→ ACTIVITY:
Retype each entry exactly. Skip any pictures.

→ RECORDS FOR PROCESSING:
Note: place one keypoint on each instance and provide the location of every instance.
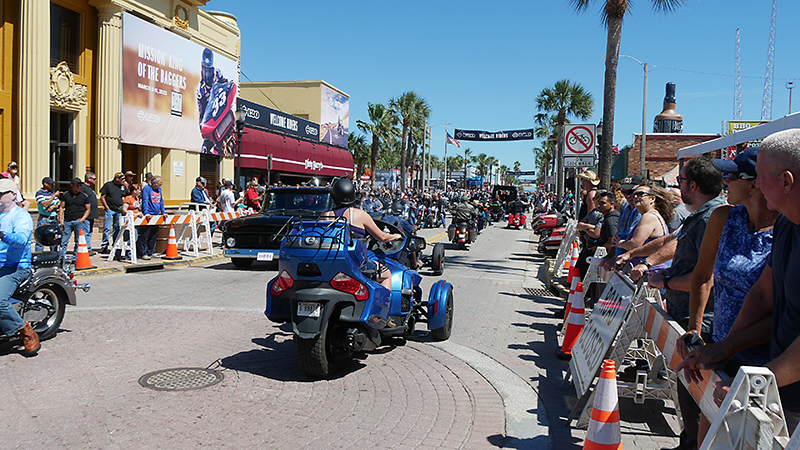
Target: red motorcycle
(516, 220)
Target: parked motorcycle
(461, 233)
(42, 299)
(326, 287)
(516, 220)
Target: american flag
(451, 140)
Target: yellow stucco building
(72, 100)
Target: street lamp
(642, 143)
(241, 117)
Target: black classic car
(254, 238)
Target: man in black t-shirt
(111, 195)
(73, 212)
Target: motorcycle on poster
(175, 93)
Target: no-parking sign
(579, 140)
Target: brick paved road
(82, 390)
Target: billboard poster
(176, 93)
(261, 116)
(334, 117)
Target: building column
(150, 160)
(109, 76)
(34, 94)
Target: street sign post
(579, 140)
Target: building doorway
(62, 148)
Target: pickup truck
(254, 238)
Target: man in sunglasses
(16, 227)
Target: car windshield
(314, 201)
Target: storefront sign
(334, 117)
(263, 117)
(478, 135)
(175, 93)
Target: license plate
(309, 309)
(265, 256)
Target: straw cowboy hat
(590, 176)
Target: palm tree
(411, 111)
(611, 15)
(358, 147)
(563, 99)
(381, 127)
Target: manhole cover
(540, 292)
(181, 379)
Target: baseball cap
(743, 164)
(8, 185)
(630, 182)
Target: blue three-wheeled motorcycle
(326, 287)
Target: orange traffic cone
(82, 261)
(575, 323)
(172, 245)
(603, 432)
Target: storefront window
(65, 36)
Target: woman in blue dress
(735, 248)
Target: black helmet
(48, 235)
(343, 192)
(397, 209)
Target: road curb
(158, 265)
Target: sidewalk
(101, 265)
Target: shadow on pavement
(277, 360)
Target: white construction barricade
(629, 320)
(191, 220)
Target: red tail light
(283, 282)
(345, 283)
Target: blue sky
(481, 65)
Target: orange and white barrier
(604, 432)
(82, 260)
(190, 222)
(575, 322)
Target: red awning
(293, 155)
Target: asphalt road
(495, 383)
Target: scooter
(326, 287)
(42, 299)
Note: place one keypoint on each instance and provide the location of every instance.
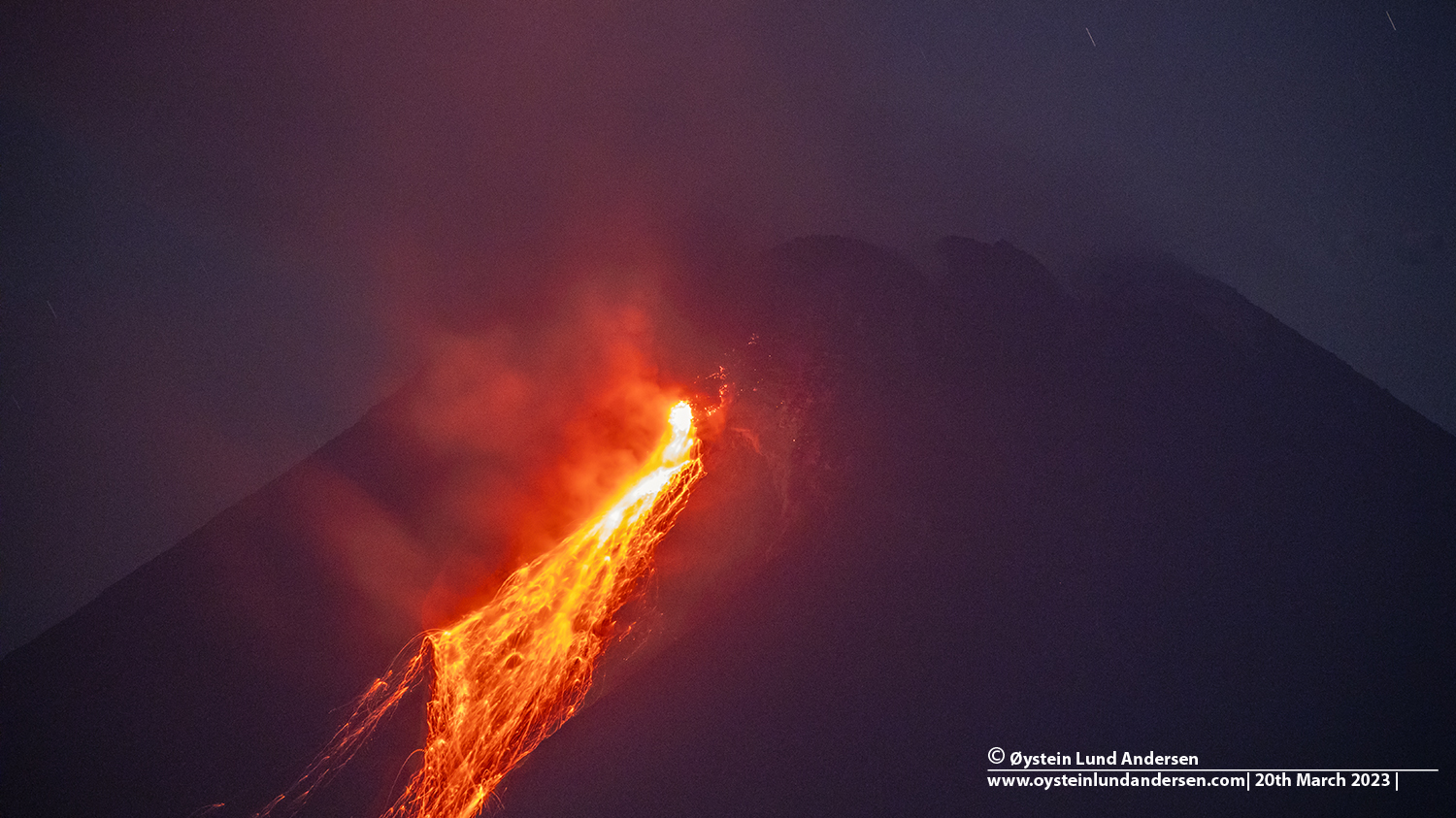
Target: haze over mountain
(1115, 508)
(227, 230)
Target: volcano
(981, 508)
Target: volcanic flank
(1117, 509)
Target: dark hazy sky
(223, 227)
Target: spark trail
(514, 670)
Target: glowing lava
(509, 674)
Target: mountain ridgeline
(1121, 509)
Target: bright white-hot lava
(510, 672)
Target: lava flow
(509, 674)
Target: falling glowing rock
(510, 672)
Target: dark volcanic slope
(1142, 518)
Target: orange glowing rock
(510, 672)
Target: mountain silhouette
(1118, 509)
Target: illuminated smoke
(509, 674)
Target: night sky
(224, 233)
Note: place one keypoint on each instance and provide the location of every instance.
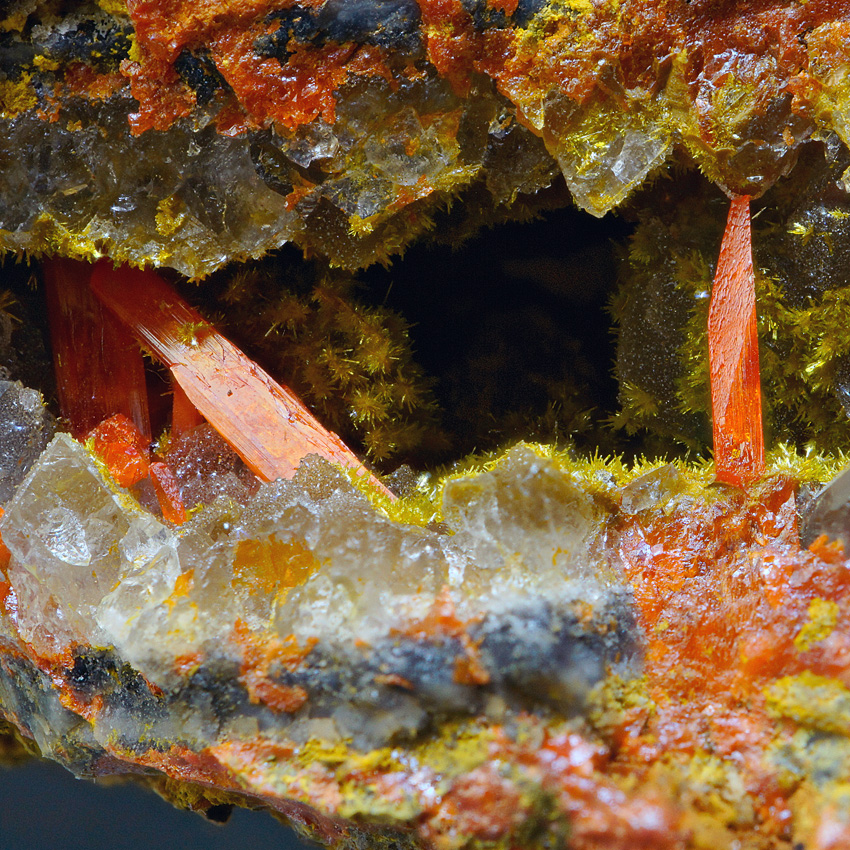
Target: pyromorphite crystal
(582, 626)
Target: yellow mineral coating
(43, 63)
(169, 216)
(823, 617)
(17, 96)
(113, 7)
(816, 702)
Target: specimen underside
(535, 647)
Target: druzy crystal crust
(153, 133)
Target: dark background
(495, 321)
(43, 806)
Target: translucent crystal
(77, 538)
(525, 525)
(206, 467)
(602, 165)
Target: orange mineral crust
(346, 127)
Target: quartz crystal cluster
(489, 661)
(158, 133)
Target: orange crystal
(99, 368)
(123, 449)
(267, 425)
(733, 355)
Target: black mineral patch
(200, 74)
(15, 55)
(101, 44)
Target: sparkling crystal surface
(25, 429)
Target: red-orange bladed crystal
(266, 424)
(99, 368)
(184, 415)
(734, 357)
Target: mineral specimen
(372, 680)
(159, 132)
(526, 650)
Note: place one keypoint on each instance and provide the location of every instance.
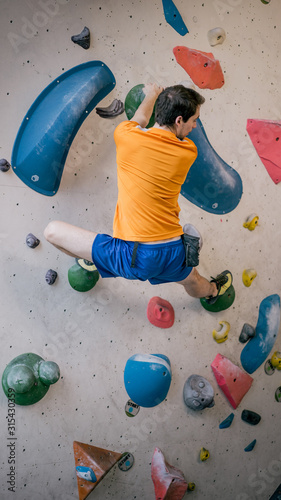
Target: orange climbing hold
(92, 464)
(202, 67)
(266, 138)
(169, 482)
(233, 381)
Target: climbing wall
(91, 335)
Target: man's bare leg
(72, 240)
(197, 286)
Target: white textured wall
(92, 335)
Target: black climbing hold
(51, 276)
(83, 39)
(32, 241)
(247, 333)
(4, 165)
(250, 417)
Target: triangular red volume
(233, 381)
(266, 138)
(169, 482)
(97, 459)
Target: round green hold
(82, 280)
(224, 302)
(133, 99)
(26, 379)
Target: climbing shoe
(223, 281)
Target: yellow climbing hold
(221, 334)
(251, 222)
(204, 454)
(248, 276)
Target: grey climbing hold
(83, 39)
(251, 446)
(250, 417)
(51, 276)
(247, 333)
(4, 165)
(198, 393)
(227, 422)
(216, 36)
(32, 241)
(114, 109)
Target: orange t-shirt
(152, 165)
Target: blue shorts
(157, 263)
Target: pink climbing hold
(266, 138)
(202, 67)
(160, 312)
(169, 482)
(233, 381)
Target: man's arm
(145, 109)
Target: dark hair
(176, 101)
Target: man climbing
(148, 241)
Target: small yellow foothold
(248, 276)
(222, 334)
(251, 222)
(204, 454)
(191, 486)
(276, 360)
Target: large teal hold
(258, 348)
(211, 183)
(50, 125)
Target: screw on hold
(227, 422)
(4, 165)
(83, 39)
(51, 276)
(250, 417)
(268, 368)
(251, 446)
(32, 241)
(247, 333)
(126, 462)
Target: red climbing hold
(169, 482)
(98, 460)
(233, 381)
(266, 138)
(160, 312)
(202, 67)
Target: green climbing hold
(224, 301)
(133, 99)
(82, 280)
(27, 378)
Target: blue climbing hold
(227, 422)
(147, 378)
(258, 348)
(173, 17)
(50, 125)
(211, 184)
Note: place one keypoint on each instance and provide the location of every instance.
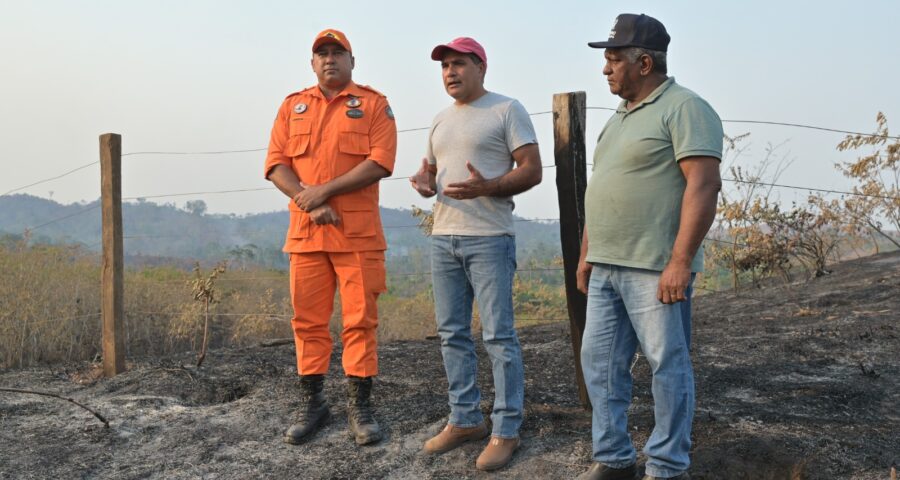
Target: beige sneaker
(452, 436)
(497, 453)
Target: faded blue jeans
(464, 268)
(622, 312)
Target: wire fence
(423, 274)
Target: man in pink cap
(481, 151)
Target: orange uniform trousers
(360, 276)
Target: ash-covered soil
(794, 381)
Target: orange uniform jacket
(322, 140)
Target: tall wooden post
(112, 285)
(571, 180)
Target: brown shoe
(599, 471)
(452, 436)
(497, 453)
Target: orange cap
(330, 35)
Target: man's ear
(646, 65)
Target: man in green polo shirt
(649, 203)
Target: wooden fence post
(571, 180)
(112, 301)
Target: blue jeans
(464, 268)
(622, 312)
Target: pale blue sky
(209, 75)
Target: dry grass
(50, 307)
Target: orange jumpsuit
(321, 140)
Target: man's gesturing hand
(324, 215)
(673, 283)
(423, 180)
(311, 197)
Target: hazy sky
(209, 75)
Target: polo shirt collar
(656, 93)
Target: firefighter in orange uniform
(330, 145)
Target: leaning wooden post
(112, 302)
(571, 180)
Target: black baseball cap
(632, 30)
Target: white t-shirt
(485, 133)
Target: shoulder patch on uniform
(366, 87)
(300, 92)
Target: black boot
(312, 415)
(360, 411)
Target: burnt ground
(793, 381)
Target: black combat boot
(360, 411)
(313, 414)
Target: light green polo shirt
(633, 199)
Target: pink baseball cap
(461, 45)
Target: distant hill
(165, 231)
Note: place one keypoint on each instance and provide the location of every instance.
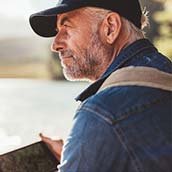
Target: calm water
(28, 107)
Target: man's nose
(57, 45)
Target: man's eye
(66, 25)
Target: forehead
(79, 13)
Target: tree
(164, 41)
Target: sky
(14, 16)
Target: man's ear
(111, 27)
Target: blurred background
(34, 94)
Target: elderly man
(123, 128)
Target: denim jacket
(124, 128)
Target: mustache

→ ANSWER FOR THIS EXERCISE:
Note: place one keypoint on each instance and provide the location of every instance.
Target: red motorcycle
(516, 220)
Target: parked motorcycle
(461, 233)
(42, 299)
(326, 287)
(516, 220)
Target: american flag
(451, 140)
Target: yellow stucco building
(72, 100)
Target: street lamp
(642, 143)
(241, 117)
Target: black classic car
(254, 238)
Target: man in black t-shirt
(111, 195)
(73, 212)
Target: motorcycle on poster
(175, 93)
Target: no-parking sign
(579, 140)
Target: brick paved road
(82, 390)
Target: billboard poster
(176, 93)
(261, 116)
(334, 117)
Target: building column
(150, 160)
(109, 76)
(34, 94)
Target: street sign post
(579, 140)
Target: building doorway
(62, 148)
Target: pickup truck
(254, 238)
Target: man in sunglasses
(16, 227)
Target: car windshield
(314, 201)
Target: storefront sign
(334, 117)
(263, 117)
(478, 135)
(175, 93)
Target: license plate
(309, 309)
(265, 256)
Target: straw cowboy hat
(590, 176)
Target: palm tree
(411, 111)
(611, 15)
(358, 147)
(563, 99)
(381, 127)
Target: manhole cover
(540, 292)
(181, 379)
Target: baseball cap
(743, 164)
(8, 185)
(630, 182)
Target: blue three-wheeled motorcycle
(326, 287)
Target: orange traffic cone
(82, 261)
(575, 323)
(172, 245)
(603, 432)
Target: storefront window
(65, 36)
Target: woman in blue dress
(735, 248)
Target: black helmet
(48, 235)
(343, 192)
(397, 209)
Target: road curb
(158, 265)
Target: sidewalk
(101, 265)
Target: shadow on pavement
(277, 360)
Target: white construction barricade
(629, 320)
(191, 220)
Target: red tail light
(283, 282)
(345, 283)
Target: blue sky
(481, 65)
Target: orange and white barrier
(604, 432)
(82, 260)
(190, 222)
(575, 322)
Target: red awning
(293, 155)
Target: asphalt road
(495, 383)
Target: scooter
(326, 287)
(42, 299)
Note: place one keypoint on each instance and provide the location of every instance.
Target: haze over mountain
(1115, 508)
(227, 230)
Target: volcano
(981, 508)
Target: volcanic flank
(1117, 509)
Target: dark hazy sky
(223, 227)
Target: spark trail
(514, 670)
Target: glowing lava
(509, 674)
Target: mountain ridgeline
(1121, 509)
Target: bright white-hot lava
(510, 672)
Target: lava flow
(509, 674)
Target: falling glowing rock
(510, 672)
Target: dark volcanic slope
(1142, 518)
Target: orange glowing rock
(510, 672)
Target: mountain silhouette
(1118, 509)
Target: illuminated smoke
(509, 674)
Target: night sky
(224, 233)
Note: place one keypoint on each instance and provide the location of every instance.
Target: pyromorphite crystal
(582, 626)
Target: yellow mineral coating
(43, 63)
(169, 216)
(823, 617)
(17, 96)
(113, 7)
(816, 702)
Target: specimen underside
(535, 647)
Target: druzy crystal crust
(153, 133)
Target: dark background
(495, 321)
(43, 806)
Target: translucent crystal
(77, 538)
(525, 525)
(206, 467)
(602, 165)
Target: orange mineral crust
(346, 127)
Target: quartz crystal cluster
(489, 661)
(158, 133)
Target: orange crystal
(99, 368)
(123, 449)
(267, 425)
(733, 355)
Target: black mineral patch
(200, 74)
(15, 55)
(101, 44)
Target: sparkling crystal surface
(25, 429)
Target: red-orange bladed crystal
(266, 424)
(99, 368)
(184, 415)
(734, 357)
Target: mineral specimen
(372, 680)
(159, 132)
(526, 650)
Note: place one keypoint on each instance and provide the location of every instance.
Target: orange climbing hold
(92, 464)
(202, 67)
(266, 138)
(169, 482)
(233, 381)
Target: climbing wall
(91, 335)
Target: man's bare leg
(72, 240)
(197, 286)
Target: white textured wall
(92, 335)
Target: black climbing hold
(51, 276)
(83, 39)
(32, 241)
(247, 333)
(4, 165)
(250, 417)
Target: triangular red volume
(233, 381)
(266, 138)
(169, 482)
(97, 459)
Target: round green hold
(82, 280)
(224, 302)
(133, 99)
(26, 379)
Target: climbing shoe
(223, 281)
Target: yellow climbing hold
(221, 334)
(251, 222)
(204, 454)
(248, 276)
Target: grey climbing hold
(83, 39)
(251, 446)
(250, 417)
(51, 276)
(247, 333)
(4, 165)
(198, 393)
(227, 422)
(216, 36)
(32, 241)
(114, 109)
Target: orange t-shirt
(152, 165)
Target: blue shorts
(157, 263)
Target: pink climbing hold
(266, 138)
(202, 67)
(160, 312)
(169, 482)
(233, 381)
Target: man's arm
(145, 109)
Target: dark hair
(176, 101)
Target: man climbing
(148, 241)
Target: small yellow foothold
(248, 276)
(222, 334)
(251, 222)
(204, 454)
(191, 486)
(276, 360)
Target: large teal hold
(258, 348)
(211, 183)
(50, 125)
Target: screw on hold
(227, 422)
(4, 165)
(83, 39)
(51, 276)
(250, 417)
(268, 368)
(251, 446)
(32, 241)
(247, 333)
(126, 462)
Target: red climbing hold
(169, 482)
(98, 460)
(233, 381)
(266, 138)
(160, 312)
(202, 67)
Target: green climbing hold
(224, 301)
(133, 99)
(82, 280)
(27, 378)
Target: blue climbing hold
(227, 422)
(147, 378)
(258, 348)
(173, 17)
(50, 125)
(211, 184)
Note: place one keypoint on each instance and provide the location of every instance.
Target: beige sneaker
(452, 436)
(497, 453)
Target: faded blue jeans
(464, 268)
(622, 312)
Target: wire fence
(423, 274)
Target: man in pink cap
(481, 151)
Target: orange uniform trousers
(360, 276)
Target: ash-covered soil
(794, 381)
Target: orange uniform jacket
(322, 140)
Target: tall wooden post
(112, 285)
(571, 180)
Target: brown shoe
(599, 471)
(452, 436)
(497, 453)
Target: orange cap
(330, 35)
Target: man's ear
(646, 65)
Target: man in green polo shirt
(649, 203)
Target: wooden fence post
(571, 180)
(112, 301)
Target: blue jeans
(464, 268)
(622, 312)
Target: pale blue sky
(209, 75)
Target: dry grass
(50, 307)
Target: orange jumpsuit
(321, 140)
Target: man's gesturing hand
(324, 215)
(673, 283)
(423, 180)
(311, 197)
Target: hazy sky
(209, 75)
Target: polo shirt collar
(656, 93)
Target: firefighter in orange uniform
(330, 145)
Target: leaning wooden post
(112, 302)
(571, 180)
Target: black baseball cap
(632, 30)
Target: white t-shirt
(485, 133)
Target: shoulder patch on uniform
(366, 87)
(300, 92)
Target: black boot
(312, 415)
(360, 411)
Target: burnt ground
(793, 381)
Target: black combat boot
(360, 411)
(313, 414)
Target: light green polo shirt
(633, 199)
Target: pink baseball cap
(461, 45)
Target: distant hill
(165, 231)
Note: place one keypoint on each instance and provide the location of every instance.
Target: calm water
(28, 107)
Target: man's nose
(57, 45)
Target: man's eye
(66, 25)
Target: forehead
(79, 13)
Target: tree
(164, 41)
Target: sky
(14, 16)
Target: man's ear
(111, 27)
Target: blurred background
(34, 94)
Target: elderly man
(123, 128)
Target: denim jacket
(124, 128)
Target: mustache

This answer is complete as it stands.